◆ INPUT:
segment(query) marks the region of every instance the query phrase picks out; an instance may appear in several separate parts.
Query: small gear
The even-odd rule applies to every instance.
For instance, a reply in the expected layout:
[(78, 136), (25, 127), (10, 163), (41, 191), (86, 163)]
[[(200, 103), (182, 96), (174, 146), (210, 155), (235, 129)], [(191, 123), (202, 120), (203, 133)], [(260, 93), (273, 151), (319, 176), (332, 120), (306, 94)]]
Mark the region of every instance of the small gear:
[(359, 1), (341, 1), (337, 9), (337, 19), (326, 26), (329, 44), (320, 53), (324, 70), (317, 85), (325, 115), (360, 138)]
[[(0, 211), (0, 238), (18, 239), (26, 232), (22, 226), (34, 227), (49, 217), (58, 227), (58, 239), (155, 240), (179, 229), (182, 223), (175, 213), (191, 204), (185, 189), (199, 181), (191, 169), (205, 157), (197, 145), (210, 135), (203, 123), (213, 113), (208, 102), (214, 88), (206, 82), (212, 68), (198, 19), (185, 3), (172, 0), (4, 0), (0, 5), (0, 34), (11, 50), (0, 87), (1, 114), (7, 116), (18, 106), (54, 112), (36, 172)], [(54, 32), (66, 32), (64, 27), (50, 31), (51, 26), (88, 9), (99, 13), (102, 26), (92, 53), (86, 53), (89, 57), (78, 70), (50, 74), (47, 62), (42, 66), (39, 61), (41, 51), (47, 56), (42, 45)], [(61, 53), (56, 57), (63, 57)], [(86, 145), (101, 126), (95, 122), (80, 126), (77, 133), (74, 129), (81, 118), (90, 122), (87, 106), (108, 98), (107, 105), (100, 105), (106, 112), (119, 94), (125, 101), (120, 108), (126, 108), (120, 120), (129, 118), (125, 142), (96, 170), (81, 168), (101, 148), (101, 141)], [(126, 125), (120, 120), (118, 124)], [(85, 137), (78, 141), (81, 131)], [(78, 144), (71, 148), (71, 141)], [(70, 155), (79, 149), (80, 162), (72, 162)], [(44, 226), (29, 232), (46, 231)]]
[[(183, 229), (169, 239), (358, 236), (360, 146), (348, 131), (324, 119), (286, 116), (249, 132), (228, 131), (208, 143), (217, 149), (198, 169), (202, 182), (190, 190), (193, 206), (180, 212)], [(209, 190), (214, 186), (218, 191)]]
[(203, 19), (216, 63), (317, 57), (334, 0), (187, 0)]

◆ TASK BRIEF: Please print all of the data above again, reproducing every line without any change.

◆ RESULT OF THE EXERCISE:
segment(query) marks the region of every instance the query phrase picks out; an instance may appear in several separate parts.
Query: small gear
The even-odd rule applies to every instance.
For instance, a reply in the expected layout:
[(78, 136), (25, 127), (10, 163), (41, 191), (86, 163)]
[[(200, 103), (182, 96), (174, 146), (210, 155), (235, 129)], [(191, 123), (202, 120), (203, 133)], [(260, 93), (273, 151), (319, 176), (332, 120), (306, 94)]]
Mark the region of every instance of the small gear:
[(359, 1), (341, 1), (337, 9), (337, 19), (326, 26), (329, 44), (320, 53), (324, 70), (317, 85), (325, 115), (360, 138)]
[[(0, 211), (0, 238), (18, 239), (26, 232), (22, 226), (34, 227), (49, 217), (58, 227), (58, 239), (155, 240), (179, 229), (182, 223), (175, 213), (191, 204), (185, 189), (199, 181), (191, 169), (205, 157), (197, 145), (210, 135), (203, 123), (213, 113), (208, 102), (214, 88), (206, 82), (212, 68), (198, 19), (185, 3), (172, 0), (4, 0), (0, 5), (0, 34), (11, 50), (0, 87), (1, 114), (7, 116), (18, 106), (54, 112), (36, 172)], [(54, 32), (66, 32), (64, 27), (50, 31), (51, 26), (88, 9), (99, 13), (102, 26), (92, 53), (86, 53), (89, 57), (78, 70), (50, 74), (47, 62), (42, 66), (39, 61), (41, 51), (47, 56), (42, 45)], [(61, 53), (56, 57), (63, 57)], [(86, 145), (101, 126), (95, 122), (80, 126), (77, 133), (74, 129), (81, 118), (90, 122), (87, 106), (108, 98), (107, 105), (100, 105), (106, 112), (119, 94), (125, 101), (120, 108), (126, 108), (120, 120), (129, 118), (125, 142), (96, 170), (81, 168), (101, 148), (101, 141)], [(126, 125), (120, 120), (118, 124)], [(85, 137), (78, 141), (81, 131)], [(78, 144), (71, 148), (71, 141)], [(70, 155), (79, 149), (80, 162), (72, 162)], [(44, 226), (29, 232), (46, 231)]]
[[(183, 229), (169, 239), (358, 236), (360, 146), (348, 131), (324, 119), (286, 116), (249, 132), (228, 131), (208, 143), (217, 149), (198, 169), (202, 182), (190, 190), (193, 206), (180, 212)], [(209, 190), (214, 186), (218, 191)]]
[(203, 19), (216, 63), (317, 57), (334, 0), (187, 0)]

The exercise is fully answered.